Goal a -
Edit the records from their start through the line containing "[[253,118],[253,122],[255,125],[261,123],[261,117],[254,117]]", swapping "tree" for "shrub" and leaving everything else unchanged. Omit the pictures from your answer.

Excerpt provided -
---------------

Hmm, yeah, that's a problem.  How about not using relative pointers
here, and instead just using array indexes?

>> I don't see why you think you need to add sizeof(dsa_pointer) to the
>> allocation and store an extra copy of the dsa_pointer in the
>> additional space.   You are already storing it in tbm->dsa_data and
>> that seems good enough.  pagetable_free() needs the value, but it has
>> a pointer to the TIDBitmap and could just pass tbm->dsa_data directly
>> instead of fishing the pointer out of the extra space.
>
> If you see the code of SH_GROW, first it needs to allocate the bigger
> chunk copy data from smaller chunk to the bigger chunk and then free
> the smaller chunk.

Oh, I see.

> So by the time it call the pagetable_free, it would have already
> called the pagetable_allocate for the newer bigger chunk of memory so
> now, tbm->dsa_data points to the latest memory, but pagetable_free
> wants to free older one.
>
> One solution to this could be that I keep two dsa_pointer in TBM, one
> point to old memory and another to new. (After this here we will get
> the same problem of relptr_access because now we will have first entry
> pointer is same as base pointer)

Yes, two dsa_pointers seems fine.  Maybe that's not totally beautiful,
but it seems better than what you had before.

---------------

Supplied records -
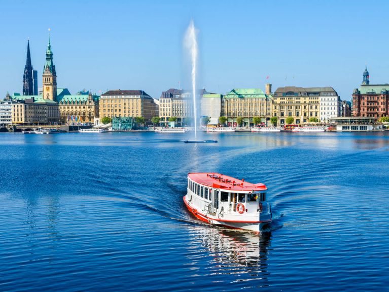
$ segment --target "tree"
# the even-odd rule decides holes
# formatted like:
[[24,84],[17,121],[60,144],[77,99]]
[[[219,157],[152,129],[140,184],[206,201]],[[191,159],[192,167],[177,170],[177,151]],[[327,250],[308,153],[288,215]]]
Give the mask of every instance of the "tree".
[[295,121],[295,119],[293,118],[293,117],[288,117],[285,121],[287,122],[288,125],[290,125],[293,123],[293,122]]
[[112,122],[112,119],[109,117],[104,117],[103,118],[101,118],[101,119],[100,120],[104,124],[109,124]]
[[208,124],[210,120],[210,118],[207,116],[204,116],[201,118],[201,124],[203,126],[206,126]]
[[238,117],[236,118],[236,123],[238,124],[238,125],[241,126],[242,125],[242,123],[243,122],[243,118],[242,117]]
[[227,121],[227,117],[220,117],[219,118],[219,122],[220,124],[224,125]]
[[143,117],[135,117],[135,121],[138,125],[144,124],[146,120]]
[[153,117],[151,118],[151,122],[154,124],[154,125],[155,125],[156,124],[159,124],[161,118],[159,117]]
[[273,124],[274,126],[275,126],[277,124],[277,121],[278,120],[278,119],[277,118],[277,117],[271,117],[270,118],[270,122]]
[[253,118],[253,122],[255,125],[261,123],[261,117],[254,117]]

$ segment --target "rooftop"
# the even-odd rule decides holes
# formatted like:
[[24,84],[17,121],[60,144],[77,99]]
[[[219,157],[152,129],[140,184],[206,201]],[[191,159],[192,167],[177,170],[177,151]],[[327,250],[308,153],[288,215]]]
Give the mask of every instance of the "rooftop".
[[263,183],[251,183],[243,179],[240,180],[215,172],[189,173],[188,176],[200,184],[227,190],[249,191],[267,189]]

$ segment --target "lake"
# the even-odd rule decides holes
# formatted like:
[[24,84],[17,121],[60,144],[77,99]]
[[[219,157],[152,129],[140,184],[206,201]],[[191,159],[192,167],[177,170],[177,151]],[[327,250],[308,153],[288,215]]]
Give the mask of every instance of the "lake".
[[[0,290],[382,291],[389,132],[0,133]],[[260,235],[211,226],[189,172],[268,188]]]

---------------

Goal b -
According to the excerpt about pagetable_free, what does SH_GROW do after copying data from the smaller chunk to the bigger chunk?

Worked answer a -
$ segment --target "shrub"
# the even-odd rule decides holes
# formatted like:
[[24,84],[17,121],[60,144],[77,99]]
[[[219,157],[152,129],[140,184],[206,201]],[[191,159],[192,167],[177,170],[177,151]],[[327,250],[308,153],[288,215]]]
Give the mask of every instance of the "shrub".
[[295,121],[295,119],[293,118],[293,117],[288,117],[285,121],[287,122],[288,125],[290,125],[293,123],[293,122]]
[[112,122],[112,119],[109,117],[104,117],[103,118],[101,118],[101,119],[100,120],[104,124],[109,124]]
[[208,124],[210,120],[210,118],[207,116],[204,116],[201,118],[201,124],[203,126],[206,126]]
[[238,117],[236,118],[236,123],[238,124],[238,125],[241,126],[242,125],[242,123],[243,122],[243,118],[242,117]]
[[227,121],[227,117],[220,117],[219,118],[219,122],[220,124],[224,125]]
[[143,117],[135,117],[135,121],[138,125],[144,124],[146,120]]
[[153,117],[151,118],[151,122],[154,124],[154,125],[155,125],[156,124],[159,124],[161,118],[159,117]]
[[273,124],[274,126],[275,126],[277,124],[277,121],[278,120],[278,119],[277,118],[277,117],[271,117],[270,118],[270,122]]
[[253,118],[253,122],[255,125],[261,123],[261,117],[254,117]]

Worked answer b -
It frees the smaller chunk.